>> BEGIN Material for the task

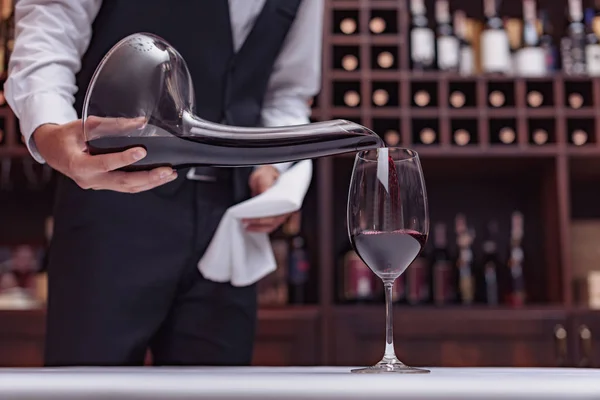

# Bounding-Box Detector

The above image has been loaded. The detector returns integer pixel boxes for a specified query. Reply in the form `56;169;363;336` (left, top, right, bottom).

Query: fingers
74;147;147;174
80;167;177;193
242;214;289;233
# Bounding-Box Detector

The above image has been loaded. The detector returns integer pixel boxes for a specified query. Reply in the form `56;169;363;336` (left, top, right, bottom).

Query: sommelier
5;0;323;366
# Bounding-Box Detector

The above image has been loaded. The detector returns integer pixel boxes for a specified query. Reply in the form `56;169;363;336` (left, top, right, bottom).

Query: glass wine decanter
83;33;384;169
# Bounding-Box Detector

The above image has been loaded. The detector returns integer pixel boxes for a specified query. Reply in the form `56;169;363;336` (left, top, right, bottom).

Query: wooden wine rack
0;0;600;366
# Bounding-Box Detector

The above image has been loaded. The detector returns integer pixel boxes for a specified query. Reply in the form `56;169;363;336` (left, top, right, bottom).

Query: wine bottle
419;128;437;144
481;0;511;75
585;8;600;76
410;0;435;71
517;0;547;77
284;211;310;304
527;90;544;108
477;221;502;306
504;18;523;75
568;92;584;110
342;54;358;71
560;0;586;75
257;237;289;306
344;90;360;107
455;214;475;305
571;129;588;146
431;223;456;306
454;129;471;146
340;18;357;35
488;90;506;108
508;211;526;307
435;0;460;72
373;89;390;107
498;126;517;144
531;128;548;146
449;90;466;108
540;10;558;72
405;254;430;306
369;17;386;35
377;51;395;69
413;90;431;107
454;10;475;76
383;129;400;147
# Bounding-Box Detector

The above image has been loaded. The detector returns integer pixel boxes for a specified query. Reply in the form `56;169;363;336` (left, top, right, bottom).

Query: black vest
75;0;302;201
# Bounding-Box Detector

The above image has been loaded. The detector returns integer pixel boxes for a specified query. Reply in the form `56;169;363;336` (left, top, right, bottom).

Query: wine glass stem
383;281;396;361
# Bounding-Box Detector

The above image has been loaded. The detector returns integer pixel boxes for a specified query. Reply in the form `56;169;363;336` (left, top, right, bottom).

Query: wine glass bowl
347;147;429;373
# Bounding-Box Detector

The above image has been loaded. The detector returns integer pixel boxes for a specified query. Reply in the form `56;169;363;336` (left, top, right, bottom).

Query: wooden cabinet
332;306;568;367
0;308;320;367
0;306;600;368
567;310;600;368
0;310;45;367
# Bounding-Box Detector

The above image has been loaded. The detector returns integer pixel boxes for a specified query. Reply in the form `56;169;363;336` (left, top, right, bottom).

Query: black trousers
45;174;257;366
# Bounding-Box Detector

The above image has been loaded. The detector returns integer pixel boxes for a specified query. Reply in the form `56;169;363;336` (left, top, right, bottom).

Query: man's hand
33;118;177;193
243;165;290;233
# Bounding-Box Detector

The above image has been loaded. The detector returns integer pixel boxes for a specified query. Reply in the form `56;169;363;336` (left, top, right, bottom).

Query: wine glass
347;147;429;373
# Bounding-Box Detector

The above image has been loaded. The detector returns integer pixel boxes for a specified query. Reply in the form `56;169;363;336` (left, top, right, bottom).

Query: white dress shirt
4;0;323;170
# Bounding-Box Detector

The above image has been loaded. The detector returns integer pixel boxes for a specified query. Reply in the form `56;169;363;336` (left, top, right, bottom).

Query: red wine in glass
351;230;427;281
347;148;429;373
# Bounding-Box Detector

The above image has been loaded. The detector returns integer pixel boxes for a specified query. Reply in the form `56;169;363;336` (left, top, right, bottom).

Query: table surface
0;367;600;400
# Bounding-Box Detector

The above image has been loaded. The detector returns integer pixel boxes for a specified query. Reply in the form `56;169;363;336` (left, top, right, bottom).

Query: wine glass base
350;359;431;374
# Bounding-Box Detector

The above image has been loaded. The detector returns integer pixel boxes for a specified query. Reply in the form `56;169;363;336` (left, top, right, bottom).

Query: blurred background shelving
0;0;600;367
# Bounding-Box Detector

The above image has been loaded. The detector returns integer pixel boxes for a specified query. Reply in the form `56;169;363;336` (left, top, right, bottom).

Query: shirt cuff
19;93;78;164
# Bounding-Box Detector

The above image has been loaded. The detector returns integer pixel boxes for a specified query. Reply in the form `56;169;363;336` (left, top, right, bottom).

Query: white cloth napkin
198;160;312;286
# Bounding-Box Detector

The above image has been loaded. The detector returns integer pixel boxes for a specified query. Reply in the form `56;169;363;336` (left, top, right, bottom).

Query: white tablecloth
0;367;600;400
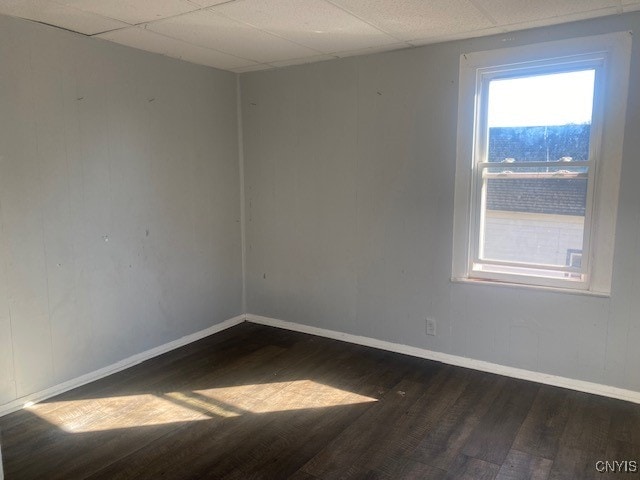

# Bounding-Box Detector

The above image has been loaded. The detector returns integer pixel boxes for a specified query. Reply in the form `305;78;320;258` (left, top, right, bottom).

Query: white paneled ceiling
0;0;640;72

>> END Material for the task

=== What is needed ===
Leave the pictures out and print the records above exactly as they stand.

=== Completed task ===
# Bounding-Box Detector

The above image has been loaded. The detector returns integer pixel boxes for a specified query. Reply in the form `56;169;363;336` (left, top, right, bottom).

Query: fingers
74;147;147;174
80;167;177;193
242;214;289;233
# Bounding-Box Detector

The above image has been loaded. The detector returns integer pixel boxes for a specified query. Reply in the form `56;169;363;336` (left, top, right, bottom).

Query: sommelier
5;0;323;366
# Bounding-Box Detector

The above image has been loaded. The detector returns integer pixel boxes for a specified query. Reply in the form `56;169;363;336` (left, top, right, bottom).

Query: glass wine decanter
83;33;384;169
# Bounding-Box Detector

The above image has been loaded. The detector returns integer pixel boxes for a specified query. Reply in the form `56;169;363;336` (left, top, right, bottom).

Query: wooden wine rack
0;0;600;366
# Bounding-Box Detector

The above image has been loaded. The detector returns integer pixel boxes for a specified query. Reply in the form `56;169;363;336` (left, top, right, bottom).

Query: wine bottle
419;128;437;144
481;0;511;75
585;8;600;76
410;0;435;71
517;0;547;77
284;211;310;304
527;90;544;108
477;221;502;306
504;18;523;75
568;92;584;110
342;54;358;71
560;0;586;75
257;237;289;306
344;90;360;107
455;214;475;305
571;129;588;146
431;223;456;306
454;129;471;146
340;18;357;35
488;90;506;108
508;211;526;307
435;0;460;72
373;89;390;107
498;126;517;144
531;128;548;146
449;90;466;108
540;10;558;72
405;254;430;306
369;17;386;35
377;51;395;69
413;90;431;107
454;10;475;76
383;129;400;147
# Bounding-Box Detector

The above image has been loaded. The detector returns integer pixel boxes for a specified query. Reply in the form `56;169;363;336` (left, top, right, bottom).

Query: black vest
75;0;302;201
# Bounding-Box Detector

The above image has been loaded. The detector returns integer pixel boxes for a specified query. Reply in the form `56;169;363;336` (left, top, right, bottom).

Query: wine glass stem
383;281;396;361
# Bounding-Box Detector

The above image has been loaded. The detector returns integer pixel boxes for a specified query. Reply in the form `56;169;363;336` (left, top, right, bottom).

Query: wine glass bowl
347;147;429;373
# Bounding-Box Detector

The above image has been loaded. The detector returns integer pixel boxes for a specified query. Reply in the form `56;169;363;336` (left, top, right, bottom).

Query: wooden cabinet
332;306;568;367
0;308;320;367
0;306;600;368
567;310;600;368
0;310;45;367
# Bounding-Box Detector

The above image has been loaded. The detector returns integer pixel boxes for a specified query. Reply in the form `56;169;363;336` (left, top, right, bottom).

Query: black trousers
45;174;257;366
# Bounding-Box Detector

The above image has been loaded. The detector returns integer pixel boxes for a specified query. Reply in the form `56;169;363;336` (left, top, right, bottom).

Query: man's hand
33;118;177;193
243;165;290;233
# Bounding-Box Detector

The above image has been loaded. The detector returns integer pixel boxes for a specified query. Reply in the form `56;169;363;336` (left, top, right, bottom).

Query: wine glass
347;147;429;373
# Bounding-Box Detector

The above image has been loaded. The detector returns integer pixel boxes for a specified query. Reply in the form `56;169;363;336` (left, top, right, bottom).

Query: white dress shirt
4;0;323;170
# Bounding-Box Detector

The above image has been loaded. The detector returns integer pixel boxes for a specified query. Reply in the form `56;169;363;336` (left, top, right, bottom).

Query: red wine in glass
351;230;427;281
347;148;429;373
# Bounding-Box Detector

The above image has been loaded. The detector returns integer pixel boxes for a specified query. Reply in the form `56;169;363;336` (left, top, right, bottom).

Query: table surface
0;367;600;400
# Bounding-Box Detector

The above image has been loaded. The detector returns integer pixel boxes for a specified query. Reply in the form `56;169;363;336` (left, top, right, bottom).

Query: wine glass base
350;359;431;374
# Bounding-Box Detector

The above image has been loaded. The detector returns integer pixel boxes for a specified query. Reply in the form `56;169;363;336` (left, top, right, bottom).

Query: blurred background shelving
0;0;600;367
# Bounding-Box Detector

The above image has been loaded. The detector returns integer pixel boxes for a specified query. Reply in the form `56;169;363;336` (left, top, right, bottom).

Query: shirt cuff
19;93;78;164
# Bounding-Box Detector

The above image has been loaded. The detector returns integer pixel boxes for a specified query. Reply in the form `56;169;363;336` (left, top, right, bottom).

Query: white cloth napkin
198;160;312;286
# Bounding-Box Detector

The above image has been loaded. The detector returns integer pixel boxes for a specified query. Reply in the form `56;169;363;336` (left, top, right, bottom).

Query: white tablecloth
0;367;600;400

# Bounding-Box Detector

The above image has been loaded. The detector returns integer pixel boxes for a specified query. Reply in the form `305;78;320;258` (left, top, right, bottom).

Query: white paneled ceiling
0;0;640;72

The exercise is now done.